Skip to main content
TTSKit is an on-device text-to-speech framework built on Core ML. It runs Qwen3 TTS models entirely on Apple silicon with real-time streaming playback, no server required.

Quick Start

import TTSKit

Task {
    let tts = try await TTSKit()
    let result = try await tts.generate(text: "Hello from TTSKit!")
    print("Generated \(result.audioDuration)s of audio at \(result.sampleRate)Hz")
}
TTSKit() automatically downloads the default 0.6B model on first run, loads the tokenizer and six CoreML models concurrently, and is ready to generate.

Requirements

  • macOS 15.0 or later
  • iOS 18.0 or later
  • Xcode 16.0 or later

Features

Real-Time Streaming

Generate and play audio frame-by-frame with adaptive buffering

Multiple Voices

9 built-in voices across 10 languages

Concurrent Generation

Automatic text chunking with parallel generation

Style Control

Natural-language prosody instructions (1.7B model)
● ● ●
- REQUIREMENT:
Write the next part of the TTSKit documentation, picking up after its last line. The items that come next are not required for anything here.

- DATA EXTRACT:
● ● ●
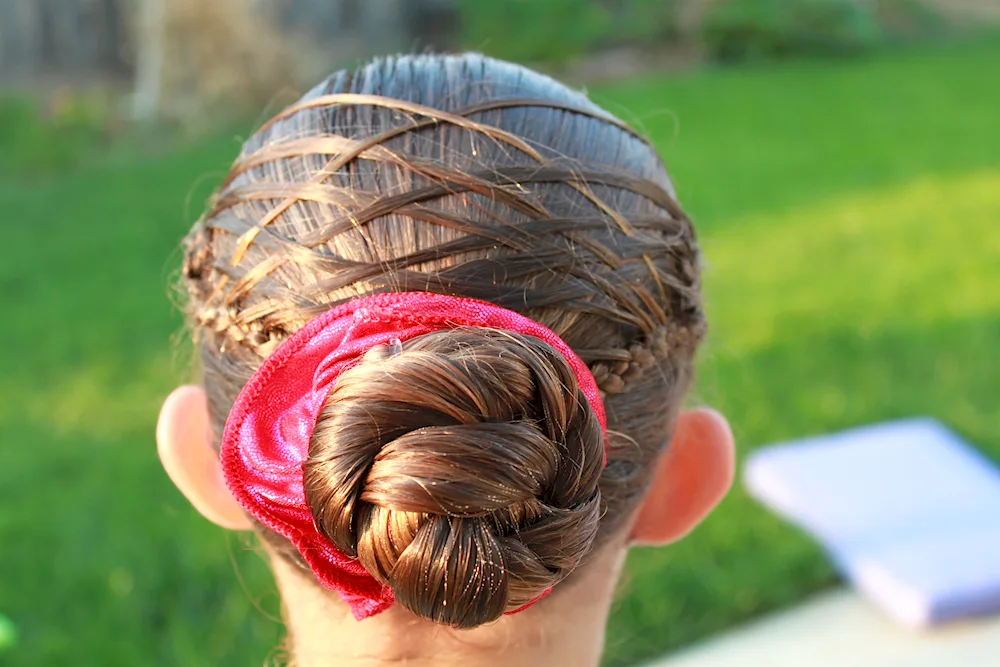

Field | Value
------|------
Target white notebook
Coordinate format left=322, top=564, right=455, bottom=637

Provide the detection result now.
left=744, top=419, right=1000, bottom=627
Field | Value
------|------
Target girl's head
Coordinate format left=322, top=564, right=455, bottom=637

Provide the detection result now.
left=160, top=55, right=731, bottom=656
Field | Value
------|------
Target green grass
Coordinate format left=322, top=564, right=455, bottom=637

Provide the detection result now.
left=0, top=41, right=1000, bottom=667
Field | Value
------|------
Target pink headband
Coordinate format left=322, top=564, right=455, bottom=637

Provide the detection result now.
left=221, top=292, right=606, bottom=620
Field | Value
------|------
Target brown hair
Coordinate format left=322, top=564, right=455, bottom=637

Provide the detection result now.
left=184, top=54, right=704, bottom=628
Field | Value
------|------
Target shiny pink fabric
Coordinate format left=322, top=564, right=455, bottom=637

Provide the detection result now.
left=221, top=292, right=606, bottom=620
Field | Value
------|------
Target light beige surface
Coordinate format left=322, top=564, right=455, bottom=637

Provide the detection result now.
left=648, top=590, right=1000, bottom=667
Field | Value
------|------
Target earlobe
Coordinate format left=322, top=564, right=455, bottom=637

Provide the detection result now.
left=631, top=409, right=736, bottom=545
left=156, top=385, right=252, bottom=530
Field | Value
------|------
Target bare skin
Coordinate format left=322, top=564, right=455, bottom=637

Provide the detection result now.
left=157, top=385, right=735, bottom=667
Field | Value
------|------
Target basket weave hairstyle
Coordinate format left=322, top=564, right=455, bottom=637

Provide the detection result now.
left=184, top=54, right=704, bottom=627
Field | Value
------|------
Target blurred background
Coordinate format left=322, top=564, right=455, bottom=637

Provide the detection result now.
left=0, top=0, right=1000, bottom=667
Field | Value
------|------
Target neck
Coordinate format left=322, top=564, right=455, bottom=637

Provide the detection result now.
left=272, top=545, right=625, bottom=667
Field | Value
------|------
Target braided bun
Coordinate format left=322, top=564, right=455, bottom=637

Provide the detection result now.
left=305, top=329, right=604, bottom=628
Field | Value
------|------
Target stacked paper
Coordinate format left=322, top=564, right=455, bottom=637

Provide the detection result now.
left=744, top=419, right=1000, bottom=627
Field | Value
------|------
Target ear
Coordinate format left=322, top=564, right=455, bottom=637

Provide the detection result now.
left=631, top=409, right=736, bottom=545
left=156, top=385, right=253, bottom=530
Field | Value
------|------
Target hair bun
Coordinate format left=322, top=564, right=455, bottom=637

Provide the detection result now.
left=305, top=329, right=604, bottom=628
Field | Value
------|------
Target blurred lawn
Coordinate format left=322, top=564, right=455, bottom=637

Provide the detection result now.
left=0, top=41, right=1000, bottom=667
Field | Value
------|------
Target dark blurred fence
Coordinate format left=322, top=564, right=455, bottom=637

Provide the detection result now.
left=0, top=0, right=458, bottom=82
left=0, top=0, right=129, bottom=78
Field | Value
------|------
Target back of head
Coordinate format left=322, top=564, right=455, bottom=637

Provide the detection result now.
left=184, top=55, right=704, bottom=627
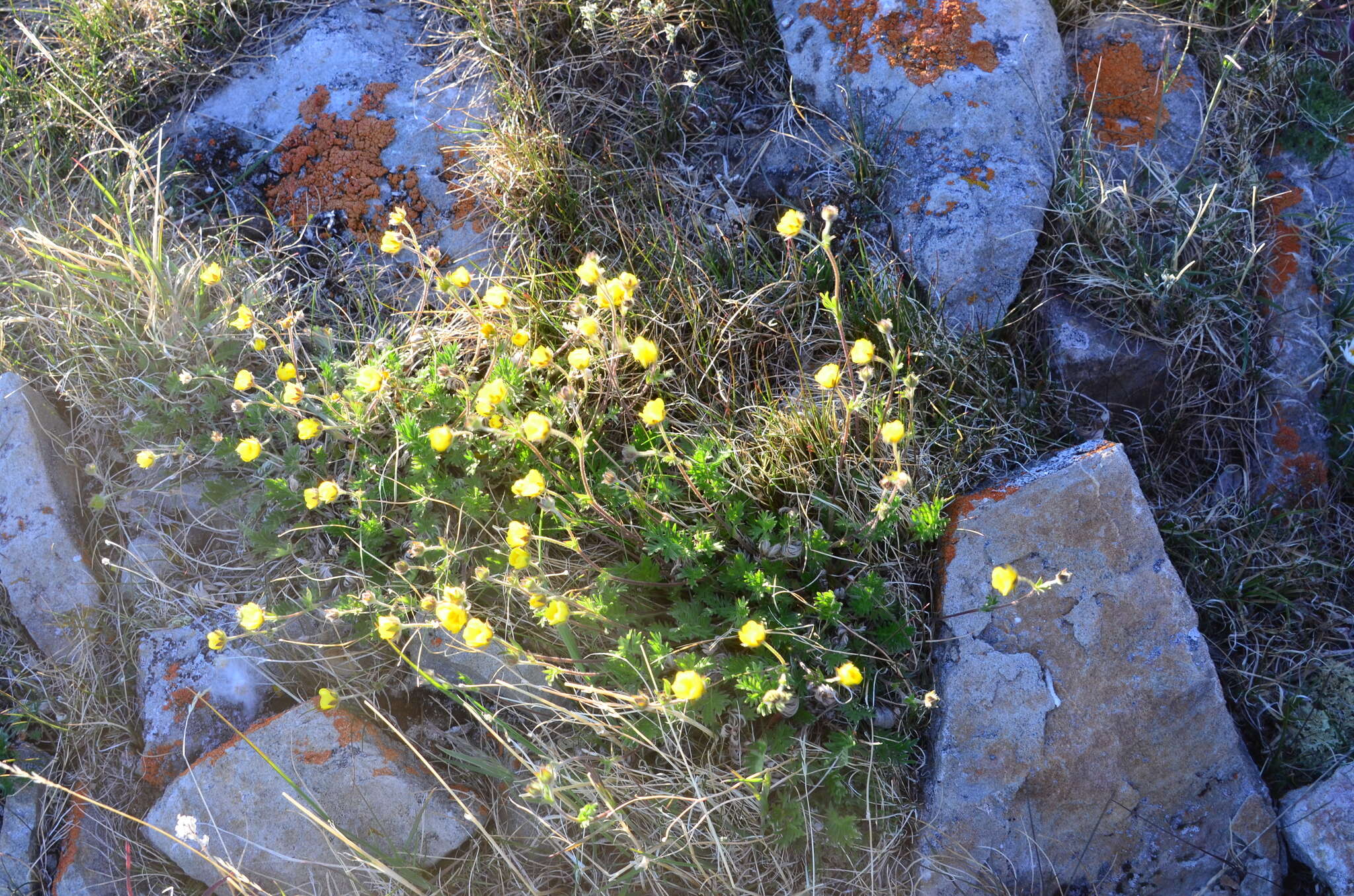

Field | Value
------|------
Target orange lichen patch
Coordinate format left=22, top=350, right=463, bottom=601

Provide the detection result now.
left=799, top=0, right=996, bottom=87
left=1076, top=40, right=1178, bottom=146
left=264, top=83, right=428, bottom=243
● ● ●
- RESULT OF THIS TASK:
Model Variants

TTSKit ships two model sizes:
ModelSizePlatformsFeatures
0.6B~1 GBmacOS, iOSFast, runs on all devices
1.7B~2.2 GBmacOS onlyHigher quality, style instructions
// Fast, runs on all platforms
let tts = try await TTSKit(TTSKitConfig(model: .qwen3TTS_0_6b))

// Higher quality, macOS only
let tts = try await TTSKit(TTSKitConfig(model: .qwen3TTS_1_7b))
Models are hosted on HuggingFace and cached locally after the first download.

Architecture

TTSKit follows the same component-based architecture as WhisperKit. The pipeline consists of six model components:
public class TTSKit {
    // Model components (protocol-typed, swappable)
    public var textProjector: any TextProjecting
    public var codeEmbedder: any CodeEmbedding
    public var multiCodeEmbedder: any MultiCodeEmbedding
    public var codeDecoder: any CodeDecoding
    public var multiCodeDecoder: any MultiCodeDecoding
    public var speechDecoder: any SpeechDecoding
    public var tokenizer: (any Tokenizer)?
}
Each component can be swapped at runtime:
let config = TTSKitConfig(load: false)
let tts = try await TTSKit(config)
tts.codeDecoder = MyOptimizedCodeDecoder()
try await tts.loadModels()

Model Lifecycle

TTSKit provides fine-grained control over model loading:
// Auto-load on init (default)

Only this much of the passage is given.